───── Dataset entries

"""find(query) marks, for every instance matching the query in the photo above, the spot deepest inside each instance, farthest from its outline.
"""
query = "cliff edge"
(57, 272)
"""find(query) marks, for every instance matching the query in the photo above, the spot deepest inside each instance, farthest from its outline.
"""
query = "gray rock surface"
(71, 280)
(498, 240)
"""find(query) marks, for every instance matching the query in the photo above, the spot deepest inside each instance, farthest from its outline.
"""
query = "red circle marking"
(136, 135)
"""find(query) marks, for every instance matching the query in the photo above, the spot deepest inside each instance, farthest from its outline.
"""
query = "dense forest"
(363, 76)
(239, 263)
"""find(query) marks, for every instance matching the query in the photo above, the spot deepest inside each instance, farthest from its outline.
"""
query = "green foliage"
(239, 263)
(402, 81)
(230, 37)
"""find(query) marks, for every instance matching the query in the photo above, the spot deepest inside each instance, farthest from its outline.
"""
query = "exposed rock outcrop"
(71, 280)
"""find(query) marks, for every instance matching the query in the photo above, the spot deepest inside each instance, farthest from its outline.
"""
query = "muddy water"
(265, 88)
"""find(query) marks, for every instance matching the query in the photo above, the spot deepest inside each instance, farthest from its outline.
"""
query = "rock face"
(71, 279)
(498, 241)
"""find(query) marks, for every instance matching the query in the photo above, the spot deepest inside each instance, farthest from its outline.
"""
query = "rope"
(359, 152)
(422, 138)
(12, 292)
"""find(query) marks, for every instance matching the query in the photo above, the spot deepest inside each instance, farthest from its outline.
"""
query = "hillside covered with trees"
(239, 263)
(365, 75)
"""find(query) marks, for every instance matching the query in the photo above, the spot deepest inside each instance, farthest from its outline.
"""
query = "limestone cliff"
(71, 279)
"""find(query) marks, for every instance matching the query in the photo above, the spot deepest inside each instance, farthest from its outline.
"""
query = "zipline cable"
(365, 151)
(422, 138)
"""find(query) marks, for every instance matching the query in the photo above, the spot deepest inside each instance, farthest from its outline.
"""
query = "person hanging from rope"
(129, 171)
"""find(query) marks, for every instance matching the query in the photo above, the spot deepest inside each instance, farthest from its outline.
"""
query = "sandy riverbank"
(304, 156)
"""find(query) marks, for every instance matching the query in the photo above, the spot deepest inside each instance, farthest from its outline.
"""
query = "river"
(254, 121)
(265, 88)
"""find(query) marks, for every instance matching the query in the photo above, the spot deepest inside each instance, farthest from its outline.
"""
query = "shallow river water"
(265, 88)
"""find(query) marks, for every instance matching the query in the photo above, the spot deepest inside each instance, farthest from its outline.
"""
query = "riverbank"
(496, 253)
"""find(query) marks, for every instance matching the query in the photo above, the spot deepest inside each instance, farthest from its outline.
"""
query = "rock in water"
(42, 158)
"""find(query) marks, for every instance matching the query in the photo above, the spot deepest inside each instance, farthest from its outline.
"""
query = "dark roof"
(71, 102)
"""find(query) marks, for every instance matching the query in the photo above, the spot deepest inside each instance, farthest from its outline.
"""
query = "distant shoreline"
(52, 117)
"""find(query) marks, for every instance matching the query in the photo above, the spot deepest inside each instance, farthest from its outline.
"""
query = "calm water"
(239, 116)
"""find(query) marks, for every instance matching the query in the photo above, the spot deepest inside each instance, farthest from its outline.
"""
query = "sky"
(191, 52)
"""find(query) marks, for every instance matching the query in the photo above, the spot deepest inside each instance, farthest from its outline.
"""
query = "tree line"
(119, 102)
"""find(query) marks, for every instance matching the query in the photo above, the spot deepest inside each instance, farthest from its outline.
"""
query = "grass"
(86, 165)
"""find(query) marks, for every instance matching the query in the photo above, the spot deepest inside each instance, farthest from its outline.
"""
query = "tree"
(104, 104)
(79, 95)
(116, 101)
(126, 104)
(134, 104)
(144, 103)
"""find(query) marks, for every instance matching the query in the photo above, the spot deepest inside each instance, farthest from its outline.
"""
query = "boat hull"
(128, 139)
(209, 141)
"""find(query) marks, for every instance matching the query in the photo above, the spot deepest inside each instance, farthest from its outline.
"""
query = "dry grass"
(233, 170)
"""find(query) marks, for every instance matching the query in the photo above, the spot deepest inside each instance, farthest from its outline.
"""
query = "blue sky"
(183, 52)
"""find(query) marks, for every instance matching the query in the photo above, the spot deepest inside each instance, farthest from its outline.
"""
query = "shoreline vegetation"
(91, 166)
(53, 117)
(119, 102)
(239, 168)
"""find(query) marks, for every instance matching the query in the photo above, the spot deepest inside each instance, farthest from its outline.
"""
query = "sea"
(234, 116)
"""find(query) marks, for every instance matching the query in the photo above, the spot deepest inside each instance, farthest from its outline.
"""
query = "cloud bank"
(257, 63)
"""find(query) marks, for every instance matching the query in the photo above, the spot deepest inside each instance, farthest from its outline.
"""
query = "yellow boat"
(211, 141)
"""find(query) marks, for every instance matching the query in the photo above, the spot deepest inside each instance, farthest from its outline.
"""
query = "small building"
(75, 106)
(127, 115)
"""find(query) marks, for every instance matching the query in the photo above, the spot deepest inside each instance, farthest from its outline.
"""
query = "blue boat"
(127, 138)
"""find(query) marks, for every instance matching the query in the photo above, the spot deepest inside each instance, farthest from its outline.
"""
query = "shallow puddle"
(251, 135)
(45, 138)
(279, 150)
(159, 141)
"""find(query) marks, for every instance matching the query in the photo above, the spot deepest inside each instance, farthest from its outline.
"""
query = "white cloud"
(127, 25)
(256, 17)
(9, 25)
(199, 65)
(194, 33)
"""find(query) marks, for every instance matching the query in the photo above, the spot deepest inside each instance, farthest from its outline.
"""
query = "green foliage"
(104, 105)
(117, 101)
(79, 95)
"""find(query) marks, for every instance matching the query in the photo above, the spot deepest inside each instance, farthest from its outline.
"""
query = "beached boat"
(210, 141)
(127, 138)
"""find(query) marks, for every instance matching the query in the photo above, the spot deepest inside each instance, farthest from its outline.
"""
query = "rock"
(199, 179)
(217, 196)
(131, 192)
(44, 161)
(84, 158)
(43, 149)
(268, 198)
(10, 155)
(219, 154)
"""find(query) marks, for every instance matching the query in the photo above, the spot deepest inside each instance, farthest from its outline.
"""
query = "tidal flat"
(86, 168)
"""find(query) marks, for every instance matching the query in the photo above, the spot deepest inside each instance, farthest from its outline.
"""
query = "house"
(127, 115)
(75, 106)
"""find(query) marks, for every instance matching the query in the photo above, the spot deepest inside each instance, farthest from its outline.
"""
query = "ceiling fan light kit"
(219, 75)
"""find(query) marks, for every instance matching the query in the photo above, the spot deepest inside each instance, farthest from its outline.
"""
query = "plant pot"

──────────

◆ Work to complete:
Please reproduce each line exactly as written.

◆ Written response:
"""find(query) marks, for every instance matching the query in the photo above, the spot deepest inside each instance, farthest from its outline.
"""
query = "cliff edge"
(57, 272)
"""find(query) marks, for every instance matching the query in the photo above, the spot deepest inside each instance, farthest from its outline.
"""
query = "gray rock surface"
(71, 280)
(498, 240)
"""find(query) marks, for every instance matching the query in the photo above, the spot deepest inside each instance, farthest from its outline.
"""
query = "red circle marking"
(136, 135)
"""find(query) marks, for every instance matching the query in the photo above, the spot deepest inside each instance, farthest from its outline.
"""
query = "dense forest"
(363, 76)
(239, 263)
"""find(query) marks, for every instance matching the query in the photo above, the spot deepest inside each instance, farthest from its outline.
"""
query = "green foliage"
(239, 263)
(402, 81)
(230, 37)
"""find(query) marks, for every instance matching the query in the photo above, the spot deepest inside each instance, farthest from its outline.
"""
query = "exposed rock outcrop"
(71, 280)
"""find(query) marks, for every instance matching the query in the photo above, the spot deepest inside each instance, farthest from its outline.
"""
query = "muddy water"
(265, 88)
"""find(query) marks, for every instance matching the query in the photo above, the spot deepest inside each instance, farthest from its outline.
"""
query = "rock face"
(71, 279)
(498, 241)
"""find(query) marks, for every instance matching the query in the photo above, the spot deepest inside each instance, farthest from its outline.
"""
query = "rope"
(359, 152)
(422, 138)
(12, 292)
"""find(query) marks, for every instance matching the query in the photo above, the spot deepest inside each instance, farthest from its outline.
"""
query = "hillside covered with trees"
(239, 263)
(365, 75)
"""find(query) marks, for every instance matching the query in the photo above, the spot deepest inside each instance, farthest from its outline.
"""
query = "limestone cliff"
(71, 279)
"""find(query) marks, for every instance matching the query in the photo above, the spot deepest inside each instance, farthest from its outline.
"""
query = "zipline cable"
(365, 151)
(422, 138)
"""find(query) marks, for every instance matching the query in the photo above, the spot deepest inside each instance, farthest from its outline.
"""
query = "person hanging from rope"
(129, 171)
"""find(query) marks, for every instance matching the query in the photo above, the spot deepest inside each instance, farthest from its outline.
"""
query = "sandy riverbank"
(304, 156)
"""find(query) marks, for every instance matching the query in the photo above, the spot deepest inside each instance, farthest from its outline.
"""
query = "river"
(254, 121)
(265, 88)
"""find(query) marks, for every instance matching the query in the photo above, the spot deepest inside each instance, farthest from its outline.
"""
query = "shallow river water"
(265, 88)
"""find(query) marks, for every instance matching the query in the photo above, the spot deepest inside each instance, farthest from its outline.
"""
query = "riverbank"
(496, 253)
"""find(query) marks, for every instance matching the query in the photo above, the spot deepest inside each instance, farthest from its outline.
"""
query = "rock in water"
(42, 158)
"""find(query) marks, for every instance matching the query in the photo above, the spot deepest inside each instance, farthest from its outline.
"""
query = "dark roof"
(71, 102)
"""find(query) marks, for every instance matching the query in the photo above, the spot deepest inside each instance, farthest from its outline.
"""
query = "distant shoreline"
(52, 117)
"""find(query) marks, for every instance matching the query in the photo above, the spot deepest inside each instance, farthest from its outline.
"""
query = "calm water"
(239, 116)
"""find(query) marks, for every instance matching the query in the photo above, the spot deepest inside each instance, farthest from its outline.
"""
query = "sky"
(191, 52)
"""find(query) marks, for every instance matching the query in the photo above, the spot deepest inside each instance, farthest from its outline.
"""
query = "tree line"
(119, 102)
"""find(query) marks, for every instance matching the query in the photo above, the spot deepest inside each instance, farthest from its outline.
"""
query = "grass"
(86, 165)
"""find(query) marks, for every instance matching the query in the photo above, the spot deepest inside each instance, farthest from its outline.
"""
query = "tree"
(104, 104)
(79, 95)
(116, 101)
(126, 104)
(134, 104)
(144, 103)
"""find(query) marks, for every instance matching the query in the photo above, the spot deepest inside each instance, farthest from its outline.
"""
query = "boat hull"
(128, 139)
(209, 141)
"""find(query) marks, for every instance matching the query in the photo above, the spot deepest inside each instance, farthest from its outline.
"""
query = "dry grass"
(233, 170)
"""find(query) marks, for every instance matching the query in the photo above, the spot deepest inside each instance, farthest from its outline.
"""
query = "blue sky"
(183, 52)
"""find(query) marks, for every instance matching the query in the photo above, the spot deepest inside each instance, farthest from its outline.
"""
query = "shoreline vegetation"
(91, 166)
(53, 117)
(119, 102)
(239, 168)
"""find(query) marks, for every instance matching the query in the photo above, the spot deepest inside each instance, farthest from its outline.
"""
query = "sea"
(234, 116)
"""find(query) marks, for every instance matching the query in the photo above, the spot deepest inside each instance, farthest from its outline.
"""
query = "cloud bank"
(257, 63)
"""find(query) marks, for every instance matching the query in the photo above, the spot deepest inside each instance, farthest from its outline.
"""
query = "yellow boat"
(211, 141)
"""find(query) marks, for every instance matching the query in the photo above, the spot deepest inside each instance, farthest from its outline.
"""
query = "small building"
(75, 106)
(127, 115)
"""find(query) marks, for every instance matching the query in the photo above, the spot deepest inside each instance, farthest from its outline.
"""
query = "blue boat"
(127, 138)
"""find(query) marks, for every instance matching the query in the photo above, the spot deepest inside each instance, farthest from its outline.
"""
query = "shallow puddle"
(251, 135)
(45, 138)
(279, 150)
(159, 141)
"""find(query) marks, for every instance matching the query in the photo above, the spot deepest inside each instance, farthest from its outline.
"""
query = "white cloud"
(127, 25)
(256, 17)
(9, 25)
(199, 65)
(194, 33)
"""find(query) marks, for every instance matching the query in the photo above, the spot deepest inside each instance, farthest from its outline.
"""
query = "green foliage"
(104, 105)
(117, 101)
(79, 95)
"""find(query) marks, for every instance matching the query in the photo above, the spot deepest inside each instance, farthest from its outline.
"""
query = "beached boat"
(210, 141)
(127, 138)
"""find(query) marks, for every instance matching the query in the photo above, the spot deepest inside each instance, farthest from its outline.
"""
query = "rock"
(199, 179)
(217, 196)
(131, 192)
(44, 161)
(84, 158)
(43, 149)
(268, 198)
(10, 155)
(219, 154)
"""find(query) marks, for every instance matching the query in the photo above, the spot deepest inside each instance, farthest from its outline.
"""
query = "tidal flat"
(86, 168)
"""find(query) marks, for every instance matching the query in the photo above, the spot deepest inside each instance, farthest from its outline.
"""
query = "house"
(127, 115)
(75, 106)
"""find(query) marks, for every instance matching the query in the photo above, the spot deepest inside each instance, farthest from its outline.
"""
query = "ceiling fan light kit"
(219, 75)
"""find(query) marks, for every instance matching the query in the photo above, the spot deepest inside each instance, farthest from its outline.
"""
query = "plant pot"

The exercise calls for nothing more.